DIRECTIONS FOR THIS TASK
Rewrite every line from the one containing "Mark one point per instance of the white gazebo" down to the one containing "x=528, y=455", changing "black" to "navy" and leaving all else unchanged.

DATA SUPPLIED

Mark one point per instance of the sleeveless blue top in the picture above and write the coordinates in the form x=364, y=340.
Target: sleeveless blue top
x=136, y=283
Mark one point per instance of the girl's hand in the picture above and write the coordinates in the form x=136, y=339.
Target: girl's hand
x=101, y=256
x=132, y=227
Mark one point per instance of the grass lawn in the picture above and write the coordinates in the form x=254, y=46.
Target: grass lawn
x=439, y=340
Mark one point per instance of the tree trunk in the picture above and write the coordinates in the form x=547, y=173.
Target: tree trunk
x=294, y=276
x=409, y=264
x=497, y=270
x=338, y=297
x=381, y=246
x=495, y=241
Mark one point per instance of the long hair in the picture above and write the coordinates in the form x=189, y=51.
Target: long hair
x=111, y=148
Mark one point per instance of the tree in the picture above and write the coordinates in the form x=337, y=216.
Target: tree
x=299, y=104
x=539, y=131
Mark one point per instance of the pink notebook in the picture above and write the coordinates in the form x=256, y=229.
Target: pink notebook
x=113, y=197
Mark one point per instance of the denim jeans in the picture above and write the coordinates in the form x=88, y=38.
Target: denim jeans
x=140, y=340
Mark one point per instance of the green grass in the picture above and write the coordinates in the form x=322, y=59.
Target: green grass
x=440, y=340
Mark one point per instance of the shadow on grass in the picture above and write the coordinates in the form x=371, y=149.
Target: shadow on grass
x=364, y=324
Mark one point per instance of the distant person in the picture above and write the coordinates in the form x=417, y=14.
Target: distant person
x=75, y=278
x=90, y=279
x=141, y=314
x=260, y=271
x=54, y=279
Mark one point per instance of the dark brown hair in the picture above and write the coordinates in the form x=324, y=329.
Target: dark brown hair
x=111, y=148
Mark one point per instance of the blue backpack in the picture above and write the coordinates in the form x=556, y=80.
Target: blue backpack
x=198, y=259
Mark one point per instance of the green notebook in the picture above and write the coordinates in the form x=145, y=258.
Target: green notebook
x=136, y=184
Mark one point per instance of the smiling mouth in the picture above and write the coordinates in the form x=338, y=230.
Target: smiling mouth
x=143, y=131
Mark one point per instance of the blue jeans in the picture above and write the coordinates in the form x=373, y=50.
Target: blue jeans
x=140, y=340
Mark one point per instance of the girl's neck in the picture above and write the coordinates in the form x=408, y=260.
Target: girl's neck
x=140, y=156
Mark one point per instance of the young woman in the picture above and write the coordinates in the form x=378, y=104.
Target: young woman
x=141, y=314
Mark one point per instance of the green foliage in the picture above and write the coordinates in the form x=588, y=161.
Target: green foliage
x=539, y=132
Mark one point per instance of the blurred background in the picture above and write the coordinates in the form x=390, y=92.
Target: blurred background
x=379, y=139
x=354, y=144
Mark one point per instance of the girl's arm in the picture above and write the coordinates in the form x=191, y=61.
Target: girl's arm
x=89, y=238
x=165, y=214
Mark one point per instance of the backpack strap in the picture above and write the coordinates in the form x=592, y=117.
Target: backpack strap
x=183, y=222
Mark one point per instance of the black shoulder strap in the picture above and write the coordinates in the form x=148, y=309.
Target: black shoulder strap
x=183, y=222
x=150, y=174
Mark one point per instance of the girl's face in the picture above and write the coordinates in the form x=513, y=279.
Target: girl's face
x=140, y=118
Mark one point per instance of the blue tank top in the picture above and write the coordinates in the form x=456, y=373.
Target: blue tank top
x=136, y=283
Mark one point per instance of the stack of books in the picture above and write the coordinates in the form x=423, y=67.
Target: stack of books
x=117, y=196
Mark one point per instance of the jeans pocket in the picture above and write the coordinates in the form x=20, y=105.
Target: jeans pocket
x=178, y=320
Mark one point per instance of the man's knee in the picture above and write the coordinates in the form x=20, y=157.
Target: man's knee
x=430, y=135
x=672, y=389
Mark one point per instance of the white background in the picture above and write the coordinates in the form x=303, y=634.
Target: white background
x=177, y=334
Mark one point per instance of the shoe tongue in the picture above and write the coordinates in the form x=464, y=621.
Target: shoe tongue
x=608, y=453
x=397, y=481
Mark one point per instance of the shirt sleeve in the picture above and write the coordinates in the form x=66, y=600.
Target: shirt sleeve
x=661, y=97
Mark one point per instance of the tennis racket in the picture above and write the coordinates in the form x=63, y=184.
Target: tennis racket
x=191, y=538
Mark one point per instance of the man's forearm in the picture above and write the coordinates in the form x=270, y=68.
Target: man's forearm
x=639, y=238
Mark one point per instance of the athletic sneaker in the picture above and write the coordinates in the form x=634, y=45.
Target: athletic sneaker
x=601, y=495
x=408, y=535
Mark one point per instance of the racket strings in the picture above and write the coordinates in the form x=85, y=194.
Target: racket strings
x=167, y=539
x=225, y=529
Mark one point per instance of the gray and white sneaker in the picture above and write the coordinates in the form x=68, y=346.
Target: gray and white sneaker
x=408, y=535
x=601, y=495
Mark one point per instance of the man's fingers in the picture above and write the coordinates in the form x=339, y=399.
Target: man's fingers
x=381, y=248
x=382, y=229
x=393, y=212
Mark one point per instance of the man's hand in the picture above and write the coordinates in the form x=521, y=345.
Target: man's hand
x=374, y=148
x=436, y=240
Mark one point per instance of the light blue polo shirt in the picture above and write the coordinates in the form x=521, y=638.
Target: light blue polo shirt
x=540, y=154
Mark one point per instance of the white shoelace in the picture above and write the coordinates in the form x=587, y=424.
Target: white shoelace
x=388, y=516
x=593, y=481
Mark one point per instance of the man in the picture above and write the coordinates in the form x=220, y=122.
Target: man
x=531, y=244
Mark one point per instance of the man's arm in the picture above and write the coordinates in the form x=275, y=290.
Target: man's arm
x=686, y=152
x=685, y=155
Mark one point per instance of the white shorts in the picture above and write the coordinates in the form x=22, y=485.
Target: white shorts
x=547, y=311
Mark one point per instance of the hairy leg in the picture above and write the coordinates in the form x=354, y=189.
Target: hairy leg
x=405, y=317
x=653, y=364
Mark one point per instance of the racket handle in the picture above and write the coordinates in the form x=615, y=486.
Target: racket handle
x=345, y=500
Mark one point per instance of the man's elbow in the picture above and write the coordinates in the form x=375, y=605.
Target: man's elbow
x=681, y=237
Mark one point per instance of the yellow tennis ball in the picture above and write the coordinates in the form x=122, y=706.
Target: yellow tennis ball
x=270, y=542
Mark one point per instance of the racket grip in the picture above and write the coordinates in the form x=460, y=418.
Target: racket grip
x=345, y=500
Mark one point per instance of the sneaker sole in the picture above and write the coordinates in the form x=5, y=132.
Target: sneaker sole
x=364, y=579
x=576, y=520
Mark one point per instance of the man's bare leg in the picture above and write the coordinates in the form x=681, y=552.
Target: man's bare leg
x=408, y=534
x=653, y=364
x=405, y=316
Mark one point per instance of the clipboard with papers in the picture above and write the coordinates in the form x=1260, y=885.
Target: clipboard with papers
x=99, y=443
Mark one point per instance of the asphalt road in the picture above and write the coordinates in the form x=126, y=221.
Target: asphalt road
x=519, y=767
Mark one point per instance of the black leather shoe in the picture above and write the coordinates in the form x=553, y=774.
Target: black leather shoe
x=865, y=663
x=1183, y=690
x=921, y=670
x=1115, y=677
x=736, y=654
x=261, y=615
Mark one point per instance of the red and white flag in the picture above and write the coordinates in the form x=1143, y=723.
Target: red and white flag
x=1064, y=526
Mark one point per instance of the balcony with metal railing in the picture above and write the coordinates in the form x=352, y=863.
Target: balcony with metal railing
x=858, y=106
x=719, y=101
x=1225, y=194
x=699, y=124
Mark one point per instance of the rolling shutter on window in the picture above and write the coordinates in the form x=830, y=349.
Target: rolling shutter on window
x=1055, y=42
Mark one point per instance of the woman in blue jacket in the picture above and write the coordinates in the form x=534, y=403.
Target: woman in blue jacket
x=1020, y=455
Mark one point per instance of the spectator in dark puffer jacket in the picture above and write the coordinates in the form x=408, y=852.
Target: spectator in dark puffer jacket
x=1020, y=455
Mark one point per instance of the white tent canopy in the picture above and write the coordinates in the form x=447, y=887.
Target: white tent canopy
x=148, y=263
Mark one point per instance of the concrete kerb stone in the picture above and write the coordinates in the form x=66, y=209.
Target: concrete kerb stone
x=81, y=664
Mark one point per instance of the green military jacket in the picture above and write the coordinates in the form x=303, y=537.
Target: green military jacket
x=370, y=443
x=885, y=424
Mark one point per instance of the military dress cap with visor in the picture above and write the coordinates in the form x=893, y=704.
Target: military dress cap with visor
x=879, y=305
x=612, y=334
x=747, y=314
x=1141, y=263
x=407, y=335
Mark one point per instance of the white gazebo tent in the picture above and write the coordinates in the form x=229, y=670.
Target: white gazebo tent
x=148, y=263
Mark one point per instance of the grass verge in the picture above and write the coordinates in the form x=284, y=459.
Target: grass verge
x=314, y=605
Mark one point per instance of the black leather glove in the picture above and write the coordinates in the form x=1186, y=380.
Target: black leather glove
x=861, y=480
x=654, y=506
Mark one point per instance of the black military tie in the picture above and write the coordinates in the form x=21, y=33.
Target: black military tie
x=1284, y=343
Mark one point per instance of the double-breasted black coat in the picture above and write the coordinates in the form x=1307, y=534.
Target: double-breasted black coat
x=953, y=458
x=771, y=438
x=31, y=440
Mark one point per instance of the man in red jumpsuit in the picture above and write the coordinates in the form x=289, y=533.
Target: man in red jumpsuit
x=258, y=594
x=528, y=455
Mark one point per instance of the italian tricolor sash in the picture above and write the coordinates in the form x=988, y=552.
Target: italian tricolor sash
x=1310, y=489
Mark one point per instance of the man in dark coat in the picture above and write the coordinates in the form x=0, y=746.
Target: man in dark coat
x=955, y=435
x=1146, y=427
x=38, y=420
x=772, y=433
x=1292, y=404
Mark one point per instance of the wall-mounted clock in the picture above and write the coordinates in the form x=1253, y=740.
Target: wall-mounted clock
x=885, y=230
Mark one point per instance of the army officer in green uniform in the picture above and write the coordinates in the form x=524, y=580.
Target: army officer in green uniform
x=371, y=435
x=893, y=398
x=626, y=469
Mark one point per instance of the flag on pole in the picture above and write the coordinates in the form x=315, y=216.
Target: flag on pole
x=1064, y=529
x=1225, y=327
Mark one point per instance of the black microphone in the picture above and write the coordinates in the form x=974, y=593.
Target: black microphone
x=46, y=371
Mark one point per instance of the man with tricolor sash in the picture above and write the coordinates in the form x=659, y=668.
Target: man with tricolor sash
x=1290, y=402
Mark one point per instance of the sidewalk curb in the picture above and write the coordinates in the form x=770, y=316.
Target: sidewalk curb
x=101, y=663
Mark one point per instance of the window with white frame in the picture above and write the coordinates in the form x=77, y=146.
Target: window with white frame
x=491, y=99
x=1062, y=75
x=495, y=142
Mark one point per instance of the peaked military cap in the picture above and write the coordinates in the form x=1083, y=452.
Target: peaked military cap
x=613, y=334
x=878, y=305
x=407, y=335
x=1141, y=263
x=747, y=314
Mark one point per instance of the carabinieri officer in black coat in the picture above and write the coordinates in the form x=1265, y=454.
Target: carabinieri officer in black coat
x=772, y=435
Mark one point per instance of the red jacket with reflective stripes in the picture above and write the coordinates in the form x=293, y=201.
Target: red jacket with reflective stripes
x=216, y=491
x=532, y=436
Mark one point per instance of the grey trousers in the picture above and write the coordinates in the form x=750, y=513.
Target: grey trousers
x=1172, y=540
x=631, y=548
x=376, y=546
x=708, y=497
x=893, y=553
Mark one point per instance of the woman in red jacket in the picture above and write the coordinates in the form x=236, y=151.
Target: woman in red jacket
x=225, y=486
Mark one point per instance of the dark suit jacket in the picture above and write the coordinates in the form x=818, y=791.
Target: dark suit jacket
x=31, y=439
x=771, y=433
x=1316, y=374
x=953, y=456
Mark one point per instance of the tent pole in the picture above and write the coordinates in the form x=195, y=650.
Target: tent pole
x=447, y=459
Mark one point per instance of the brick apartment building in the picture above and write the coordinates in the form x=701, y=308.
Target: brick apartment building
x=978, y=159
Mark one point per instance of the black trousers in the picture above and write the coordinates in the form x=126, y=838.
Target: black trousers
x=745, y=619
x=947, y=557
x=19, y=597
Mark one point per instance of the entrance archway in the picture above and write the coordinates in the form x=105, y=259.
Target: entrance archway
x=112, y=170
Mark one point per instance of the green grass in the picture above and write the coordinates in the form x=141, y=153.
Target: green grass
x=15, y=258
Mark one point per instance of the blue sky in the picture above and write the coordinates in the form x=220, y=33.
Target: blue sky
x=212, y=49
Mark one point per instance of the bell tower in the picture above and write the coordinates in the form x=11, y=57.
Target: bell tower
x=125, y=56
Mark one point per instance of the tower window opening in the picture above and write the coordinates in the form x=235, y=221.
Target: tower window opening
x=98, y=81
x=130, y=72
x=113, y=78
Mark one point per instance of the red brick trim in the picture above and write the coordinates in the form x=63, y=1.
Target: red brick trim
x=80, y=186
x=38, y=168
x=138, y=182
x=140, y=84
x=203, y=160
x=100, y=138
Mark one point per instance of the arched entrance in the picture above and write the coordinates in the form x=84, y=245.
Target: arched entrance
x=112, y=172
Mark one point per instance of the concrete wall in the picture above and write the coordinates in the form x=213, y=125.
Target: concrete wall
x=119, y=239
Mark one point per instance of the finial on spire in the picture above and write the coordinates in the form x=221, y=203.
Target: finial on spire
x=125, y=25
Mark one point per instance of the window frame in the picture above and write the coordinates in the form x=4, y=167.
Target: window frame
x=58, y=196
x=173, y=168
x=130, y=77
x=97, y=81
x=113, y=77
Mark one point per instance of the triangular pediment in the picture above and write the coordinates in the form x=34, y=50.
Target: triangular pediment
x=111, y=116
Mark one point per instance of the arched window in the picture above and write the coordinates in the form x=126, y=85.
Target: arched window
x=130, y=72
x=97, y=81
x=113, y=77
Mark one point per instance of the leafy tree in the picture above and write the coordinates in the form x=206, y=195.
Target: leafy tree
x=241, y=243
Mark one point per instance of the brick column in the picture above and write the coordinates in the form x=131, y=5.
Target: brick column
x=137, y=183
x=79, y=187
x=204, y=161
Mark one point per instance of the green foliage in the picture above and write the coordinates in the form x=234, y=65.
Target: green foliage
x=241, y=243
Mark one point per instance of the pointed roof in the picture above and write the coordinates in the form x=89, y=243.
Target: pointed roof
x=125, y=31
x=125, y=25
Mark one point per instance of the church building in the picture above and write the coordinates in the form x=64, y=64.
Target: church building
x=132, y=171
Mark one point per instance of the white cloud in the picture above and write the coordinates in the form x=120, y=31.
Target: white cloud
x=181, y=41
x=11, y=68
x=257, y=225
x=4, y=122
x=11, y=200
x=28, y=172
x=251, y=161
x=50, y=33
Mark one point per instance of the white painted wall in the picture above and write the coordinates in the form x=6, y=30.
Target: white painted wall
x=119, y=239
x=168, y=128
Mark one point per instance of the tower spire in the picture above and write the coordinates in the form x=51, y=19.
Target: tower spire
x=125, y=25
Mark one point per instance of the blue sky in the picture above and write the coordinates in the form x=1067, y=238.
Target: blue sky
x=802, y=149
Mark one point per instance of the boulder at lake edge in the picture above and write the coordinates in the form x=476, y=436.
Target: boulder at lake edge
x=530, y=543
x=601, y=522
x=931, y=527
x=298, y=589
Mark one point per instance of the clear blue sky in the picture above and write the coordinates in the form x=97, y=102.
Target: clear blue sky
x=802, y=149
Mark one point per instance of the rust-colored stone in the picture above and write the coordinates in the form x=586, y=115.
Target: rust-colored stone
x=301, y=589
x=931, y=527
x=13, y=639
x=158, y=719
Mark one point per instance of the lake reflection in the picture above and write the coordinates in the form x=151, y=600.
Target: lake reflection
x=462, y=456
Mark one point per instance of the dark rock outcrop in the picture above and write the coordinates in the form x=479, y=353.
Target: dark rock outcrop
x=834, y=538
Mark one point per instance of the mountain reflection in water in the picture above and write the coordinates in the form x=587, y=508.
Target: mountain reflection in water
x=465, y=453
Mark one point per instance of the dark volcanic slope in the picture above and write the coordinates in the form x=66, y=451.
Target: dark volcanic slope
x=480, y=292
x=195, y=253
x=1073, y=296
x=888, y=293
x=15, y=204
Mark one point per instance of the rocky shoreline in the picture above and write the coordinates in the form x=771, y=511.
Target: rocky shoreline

OUTPUT FOR THIS TASK
Mark one point per instance of the white gazebo tent in the picture above and write the coordinates in the form x=229, y=670.
Target: white gazebo tent
x=148, y=263
Mark one point per instance of the grass verge in the picture above and write the coordinates in the form x=284, y=459.
Target: grass verge
x=314, y=605
Mark one point per instance of the navy leather glove in the picture above and write the coordinates in the form x=1186, y=380.
Target: navy leather glove
x=861, y=480
x=654, y=506
Mark one point per instance of the navy military tie in the picture above and write the coordinates in the form x=21, y=33.
Target: navy military tie
x=1284, y=343
Mark one point per instance of the double-breasted navy coat in the picture above and write the coordinates in the form x=1307, y=534.
Target: double-breasted navy coat
x=953, y=458
x=771, y=438
x=31, y=440
Mark one point per instance of the man in red jumpsuit in the picture above and write the coordinates in the form x=289, y=533.
Target: man in red jumpsuit
x=258, y=594
x=528, y=455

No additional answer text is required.